Stated goal:
Duplicate every one of the following entries verbatim, keeping each line and character unchanged.

====

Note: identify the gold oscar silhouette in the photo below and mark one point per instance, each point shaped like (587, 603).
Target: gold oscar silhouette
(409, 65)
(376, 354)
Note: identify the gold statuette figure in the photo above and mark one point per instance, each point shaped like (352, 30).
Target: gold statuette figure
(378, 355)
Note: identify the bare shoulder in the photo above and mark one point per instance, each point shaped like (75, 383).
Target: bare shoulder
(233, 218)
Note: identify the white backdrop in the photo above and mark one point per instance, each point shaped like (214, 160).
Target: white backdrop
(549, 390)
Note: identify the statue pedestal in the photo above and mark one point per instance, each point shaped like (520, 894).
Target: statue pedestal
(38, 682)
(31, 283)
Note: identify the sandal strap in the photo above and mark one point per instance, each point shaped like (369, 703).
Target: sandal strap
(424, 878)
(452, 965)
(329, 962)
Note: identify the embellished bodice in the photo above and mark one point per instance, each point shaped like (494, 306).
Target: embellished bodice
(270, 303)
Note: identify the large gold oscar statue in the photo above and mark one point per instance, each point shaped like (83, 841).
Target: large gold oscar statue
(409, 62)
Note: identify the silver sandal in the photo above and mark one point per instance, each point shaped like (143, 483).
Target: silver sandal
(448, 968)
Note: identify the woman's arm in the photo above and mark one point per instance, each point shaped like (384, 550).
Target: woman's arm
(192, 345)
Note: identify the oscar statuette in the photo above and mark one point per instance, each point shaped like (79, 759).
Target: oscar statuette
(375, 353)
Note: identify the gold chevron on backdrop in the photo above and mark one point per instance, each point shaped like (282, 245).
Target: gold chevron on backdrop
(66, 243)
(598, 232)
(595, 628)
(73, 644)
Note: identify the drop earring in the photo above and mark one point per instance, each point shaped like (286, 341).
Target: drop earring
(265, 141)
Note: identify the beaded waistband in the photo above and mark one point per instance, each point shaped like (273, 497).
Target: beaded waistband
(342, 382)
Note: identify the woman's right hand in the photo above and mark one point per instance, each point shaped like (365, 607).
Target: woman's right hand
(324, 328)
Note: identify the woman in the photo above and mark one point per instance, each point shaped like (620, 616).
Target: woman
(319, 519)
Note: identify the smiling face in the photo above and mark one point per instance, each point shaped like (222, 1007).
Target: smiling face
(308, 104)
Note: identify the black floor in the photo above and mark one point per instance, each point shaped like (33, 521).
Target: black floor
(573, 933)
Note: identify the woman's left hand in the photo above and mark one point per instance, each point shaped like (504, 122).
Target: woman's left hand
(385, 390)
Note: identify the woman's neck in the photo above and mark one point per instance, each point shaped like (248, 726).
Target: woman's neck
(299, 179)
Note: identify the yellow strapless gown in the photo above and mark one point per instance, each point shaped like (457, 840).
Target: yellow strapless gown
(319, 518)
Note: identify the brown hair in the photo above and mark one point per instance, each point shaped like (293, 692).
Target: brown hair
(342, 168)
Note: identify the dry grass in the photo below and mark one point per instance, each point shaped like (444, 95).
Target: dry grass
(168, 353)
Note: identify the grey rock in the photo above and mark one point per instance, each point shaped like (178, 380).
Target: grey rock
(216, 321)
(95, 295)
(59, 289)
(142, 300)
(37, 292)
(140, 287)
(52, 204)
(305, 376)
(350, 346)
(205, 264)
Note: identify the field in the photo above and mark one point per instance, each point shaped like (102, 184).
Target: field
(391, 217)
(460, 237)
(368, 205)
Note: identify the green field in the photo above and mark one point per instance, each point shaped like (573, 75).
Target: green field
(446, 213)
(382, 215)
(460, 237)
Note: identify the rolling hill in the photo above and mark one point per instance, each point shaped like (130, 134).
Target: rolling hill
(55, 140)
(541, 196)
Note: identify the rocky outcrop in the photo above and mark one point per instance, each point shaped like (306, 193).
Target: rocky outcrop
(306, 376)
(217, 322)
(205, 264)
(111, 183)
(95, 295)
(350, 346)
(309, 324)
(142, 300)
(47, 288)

====

Final answer:
Note: identify the gold oscar silhouette in the photo below and mark one point per instance, each point shaped like (587, 603).
Target: gold oscar silhouette
(409, 65)
(376, 354)
Note: identify the gold statuette figure in the photo above and mark one point per instance, each point shaped like (352, 30).
Target: gold statuette figure
(378, 355)
Note: identify the bare shoulder in the photo above and mark one point per instance, each point shaped like (75, 383).
Target: bare shoulder
(233, 218)
Note: identify the white backdrop in the photo above and mark one point per instance, each point shaped like (214, 160).
Target: white backdrop
(549, 390)
Note: identify the statue pedestal in the photo above and mark one point per instance, each point shaped like (520, 894).
Target: statue pedestal
(38, 682)
(31, 283)
Note: identify the sandal strap in the photo above and mark one point per instance, each point shaped like (369, 703).
Target: sandal strap
(424, 878)
(452, 965)
(329, 962)
Note: identify the embellished bodice in the photo above and mark one point per instance, each point shaped like (494, 306).
Target: embellished bodice
(270, 303)
Note: identify the large gold oscar statue in the photo above and mark one point per instance, each point shaped like (83, 841).
Target: large gold oscar statue
(409, 62)
Note: identify the silver sandal in the photo above and mark one point per instance, each point shaped like (143, 483).
Target: silver sandal
(448, 968)
Note: identify the woman's arm in the photo above and mark one point per instance, each point shaped like (384, 550).
Target: woman's arm
(192, 345)
Note: identify the oscar statuette in the photo above and mark one point per instance, each point shaped like (79, 759).
Target: oscar statuette
(375, 353)
Note: identify the gold chevron on backdrop in the photo above and mark one point per instance, each point shaped like (282, 245).
Target: gold chevron on backdrop
(66, 243)
(598, 232)
(595, 628)
(73, 644)
Note: identify the drop earring in the photo above and mark one point per instance, each point shaped like (286, 341).
Target: drop earring
(265, 141)
Note: identify the beaded waistband in the photo above and mark one point per instance, each point shaped like (273, 497).
Target: beaded waistband
(342, 382)
Note: identify the woman's right hand in the photo above and mark one point per instance, each point shaped like (365, 607).
Target: woman's right hand
(324, 328)
Note: identify the woman in the photo above and mark one point per instance, each point shaped like (620, 616).
Target: woman
(319, 519)
Note: identify the smiling face in the photo above and mark one point per instance, each point shaped like (222, 1007).
Target: smiling face
(308, 104)
Note: identify the black floor in the photo above and mark one point per instance, each point shaped like (33, 521).
Target: black floor
(573, 933)
Note: identify the woman's left hand in the photo above and mark one point per instance, each point shaped like (504, 122).
Target: woman's left hand
(385, 390)
Note: identify the woman's neck in the photo above and mark one point per instance, each point shaped like (248, 726).
Target: woman's neck
(299, 179)
Note: identify the yellow strapless gown in the photo above and mark one point per instance, each point shaped like (457, 840).
Target: yellow strapless gown
(319, 518)
Note: identify the brown hair in the photo above and mark one point per instance, each point shaped like (293, 692).
Target: brown hair
(342, 168)
Note: identify the dry grass in the photo below and mark one point per instance, each point shaped like (444, 95).
Target: dry grass
(168, 353)
Note: identify the grey rock in the photo above and mark one point per instance, each point shaped like (178, 380).
Target: grey rock
(216, 321)
(95, 295)
(59, 289)
(142, 300)
(37, 292)
(140, 287)
(52, 204)
(305, 376)
(350, 346)
(205, 264)
Note: identify the field in the photo above and mark one point per instance, each point shaped like (102, 184).
Target: field
(391, 217)
(460, 237)
(368, 205)
Note: identify the green field in the photo above and mark one point per instance, each point shaped like (573, 75).
Target: green field
(446, 213)
(382, 215)
(460, 237)
Note: identify the rolling hill in the photo above and mark one point per instance, each point shaped like (130, 134).
Target: rolling hill
(55, 140)
(541, 196)
Note: identify the rocky outcrop in the photo above and mark one point per instance, each point shaped like (306, 193).
Target: rocky outcrop
(306, 376)
(217, 322)
(205, 264)
(111, 183)
(95, 295)
(350, 346)
(309, 324)
(142, 300)
(47, 288)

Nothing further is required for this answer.